Output every line of the records below as a Markdown table with the columns "Row" and "Record line", numbering each row and leaving out blank lines.

(Pointing data excerpts)
---------------

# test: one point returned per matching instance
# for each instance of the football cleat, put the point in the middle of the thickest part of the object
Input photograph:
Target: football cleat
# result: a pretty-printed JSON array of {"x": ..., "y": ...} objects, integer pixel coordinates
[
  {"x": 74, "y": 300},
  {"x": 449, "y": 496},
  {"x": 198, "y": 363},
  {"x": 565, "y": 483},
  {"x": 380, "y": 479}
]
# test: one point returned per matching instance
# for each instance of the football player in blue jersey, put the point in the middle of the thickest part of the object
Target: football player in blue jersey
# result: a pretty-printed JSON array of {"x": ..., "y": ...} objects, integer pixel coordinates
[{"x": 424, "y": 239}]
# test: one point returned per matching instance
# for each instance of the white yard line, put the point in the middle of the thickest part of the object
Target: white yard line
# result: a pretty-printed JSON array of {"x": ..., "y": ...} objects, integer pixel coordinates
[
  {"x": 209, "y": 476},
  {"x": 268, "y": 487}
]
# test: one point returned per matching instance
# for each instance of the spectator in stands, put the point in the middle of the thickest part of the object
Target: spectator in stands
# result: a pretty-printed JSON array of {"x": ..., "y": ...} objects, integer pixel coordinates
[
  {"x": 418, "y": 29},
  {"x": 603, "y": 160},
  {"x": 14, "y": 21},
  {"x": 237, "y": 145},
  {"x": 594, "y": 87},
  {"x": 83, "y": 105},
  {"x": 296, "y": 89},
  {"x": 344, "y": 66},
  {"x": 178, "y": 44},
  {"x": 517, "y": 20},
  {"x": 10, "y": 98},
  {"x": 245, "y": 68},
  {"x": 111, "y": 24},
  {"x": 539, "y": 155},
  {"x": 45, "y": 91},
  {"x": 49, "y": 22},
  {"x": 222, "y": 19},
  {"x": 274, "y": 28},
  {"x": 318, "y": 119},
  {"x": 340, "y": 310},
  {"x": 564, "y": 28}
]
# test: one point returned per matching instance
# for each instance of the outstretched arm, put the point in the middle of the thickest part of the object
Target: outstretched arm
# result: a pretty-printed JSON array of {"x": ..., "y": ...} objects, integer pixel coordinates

---------------

# [Task result]
| Row | Record line |
|---|---|
| 1 | # test: one point returned per matching instance |
| 2 | # for each instance of the football cleat, put the point in the middle of the thickest part of the object |
| 3 | Input photograph: |
| 4 | Target: football cleat |
| 5 | # result: a pretty-printed JSON array of {"x": ..., "y": ...} objects, integer pixel coordinates |
| 6 | [ |
| 7 |   {"x": 74, "y": 300}, |
| 8 |   {"x": 449, "y": 496}, |
| 9 |   {"x": 198, "y": 363}, |
| 10 |   {"x": 565, "y": 483}, |
| 11 |   {"x": 380, "y": 479} |
| 12 | ] |
| 13 | # test: one point returned per matching instance |
| 14 | # for each instance of the football player in blue jersey, put the point in the middle of the thickest part of the object |
| 15 | Target: football player in blue jersey |
| 16 | # result: a pretty-printed JSON array of {"x": ..., "y": ...} objects, integer pixel coordinates |
| 17 | [{"x": 424, "y": 239}] |
| 18 | # test: one point returned per matching instance |
| 19 | # for each instance of the white yard line, put the point in the middle of the thickest part of the object |
| 20 | Target: white yard line |
| 21 | # result: a pretty-printed JSON array of {"x": ..., "y": ...} objects, integer pixel coordinates |
| 22 | [ |
| 23 |   {"x": 209, "y": 476}, |
| 24 |   {"x": 268, "y": 487} |
| 25 | ] |
| 26 | # test: one point returned per matching instance |
| 27 | # for each instance of the spectator in stands, put the point in the middle of the thickest part of the object |
| 28 | Target: spectator in stands |
| 29 | # result: a pretty-printed JSON array of {"x": ..., "y": ...} objects, integer pixel coordinates |
| 30 | [ |
| 31 |   {"x": 418, "y": 29}, |
| 32 |   {"x": 603, "y": 160}, |
| 33 |   {"x": 14, "y": 21}, |
| 34 |   {"x": 237, "y": 145}, |
| 35 |   {"x": 594, "y": 87}, |
| 36 |   {"x": 83, "y": 105}, |
| 37 |   {"x": 296, "y": 89}, |
| 38 |   {"x": 344, "y": 66}, |
| 39 |   {"x": 178, "y": 44}, |
| 40 |   {"x": 517, "y": 20}, |
| 41 |   {"x": 10, "y": 98}, |
| 42 |   {"x": 245, "y": 68}, |
| 43 |   {"x": 111, "y": 24}, |
| 44 |   {"x": 539, "y": 155}, |
| 45 |   {"x": 45, "y": 91}, |
| 46 |   {"x": 49, "y": 22}, |
| 47 |   {"x": 222, "y": 19}, |
| 48 |   {"x": 274, "y": 28}, |
| 49 |   {"x": 318, "y": 119}, |
| 50 |   {"x": 340, "y": 310}, |
| 51 |   {"x": 564, "y": 28} |
| 52 | ] |
| 53 | # test: one point returned per matching instance |
| 54 | # for each instance of the outstretched arm, put the point in the middle of the thickest part of the object |
| 55 | Target: outstretched arm |
| 56 | # result: a pretty-printed JSON array of {"x": ..., "y": ...} objects, integer pixel coordinates |